Ashford Clinic Blog
Who Needs to Watch for Thyroid Issues?
Thyroid issues are very common, though the causes of many of these conditions remains unknown. It is estimated that over 12 percent of the U.S. population will develop a thyroid condition at some point in their lives. While 12 percent may not seem like a particularly large number, it means that roughly 20 million people have some form of thyroid disease. What is more alarming is that 60 percent of individuals who have a thyroid issue are unaware of their condition.
Statistics like these may seem overwhelming, but the good news is that most thyroid disorders, from thyroid nodules to thyroid cancer, are treatable or manageable with proper medical attention. Since these conditions can go unnoticed for a long period of time, the key to the most effective treatment is detection. So, who should be concerned about thyroid issues and what should they be looking for?
Thyroid conditions are far more common in women. In fact, women are five to eight times more likely to have thyroid problems than men and thyroid problems will develop in approximately one in eight women. That is not to say that thyroid issues are an impossibility for men, but the odds are significantly higher for women.
Those with family history
Individuals with a family history of thyroid issues are also more prone to develop these conditions, particularly those with family history of thyroid malignancy.
Those who had radiation therapy as children
Individuals who had radiation therapy to the head or neck for adenoids, acne, and other reasons when they were children are also more likely to develop a thyroid malignancy.
What to look for
Knowing what to look for is a large part of detecting thyroid disorders. While many are discovered by doctors during routine physical exams or on CT scans performed for unrelated issues, there are some things to look out for like swelling or bumps in the neck that can be visible when looking in the mirror and, in more serious cases, difficulty breathing or swallowing.
Because the thyroid affects most of the other systems in the body, symptoms of an over or underactive thyroid can be broad and seemingly related to other conditions. For instance, symptoms of thyroid disorders are sometimes mistaken for menopause due to the similarity in symptoms.
If you feel that you may be prone to thyroid issues, or simply want more information on the topic, talk with your doctor.

**Work instructions**
List every group of people that the thyroid blog post identifies as more likely to develop thyroid issues. The records come from a separate source.

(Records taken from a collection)
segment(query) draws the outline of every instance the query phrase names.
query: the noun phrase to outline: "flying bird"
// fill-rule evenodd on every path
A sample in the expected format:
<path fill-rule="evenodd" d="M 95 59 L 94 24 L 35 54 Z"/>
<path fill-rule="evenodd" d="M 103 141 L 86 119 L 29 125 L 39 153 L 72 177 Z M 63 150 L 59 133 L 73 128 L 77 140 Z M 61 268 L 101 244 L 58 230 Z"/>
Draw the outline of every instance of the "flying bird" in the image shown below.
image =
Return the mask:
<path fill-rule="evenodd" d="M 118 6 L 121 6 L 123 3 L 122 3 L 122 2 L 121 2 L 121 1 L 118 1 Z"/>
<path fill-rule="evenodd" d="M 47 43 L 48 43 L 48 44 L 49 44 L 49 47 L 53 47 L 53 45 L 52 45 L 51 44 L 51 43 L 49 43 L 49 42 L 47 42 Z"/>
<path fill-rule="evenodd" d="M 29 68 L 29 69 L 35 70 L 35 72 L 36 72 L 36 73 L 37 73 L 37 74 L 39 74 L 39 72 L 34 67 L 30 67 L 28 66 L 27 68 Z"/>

---

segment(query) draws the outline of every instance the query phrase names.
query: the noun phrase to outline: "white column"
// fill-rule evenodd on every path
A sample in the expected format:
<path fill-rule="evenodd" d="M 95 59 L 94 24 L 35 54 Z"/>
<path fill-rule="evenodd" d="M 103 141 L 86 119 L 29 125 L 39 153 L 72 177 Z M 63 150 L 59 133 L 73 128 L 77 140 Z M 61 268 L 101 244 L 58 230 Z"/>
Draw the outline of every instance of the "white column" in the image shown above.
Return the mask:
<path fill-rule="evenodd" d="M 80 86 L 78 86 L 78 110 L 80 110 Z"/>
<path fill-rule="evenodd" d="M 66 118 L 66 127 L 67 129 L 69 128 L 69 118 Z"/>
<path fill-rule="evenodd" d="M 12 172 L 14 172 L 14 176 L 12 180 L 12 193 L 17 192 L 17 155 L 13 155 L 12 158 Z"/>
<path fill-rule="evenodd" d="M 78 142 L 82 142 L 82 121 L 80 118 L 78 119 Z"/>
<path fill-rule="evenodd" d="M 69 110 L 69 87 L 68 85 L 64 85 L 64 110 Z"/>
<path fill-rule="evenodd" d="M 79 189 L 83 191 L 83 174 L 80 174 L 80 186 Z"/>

**Answer to this task**
- Women
- Individuals with a family history of thyroid issues, particularly of thyroid malignancy
- Individuals who had radiation therapy to the head or neck as children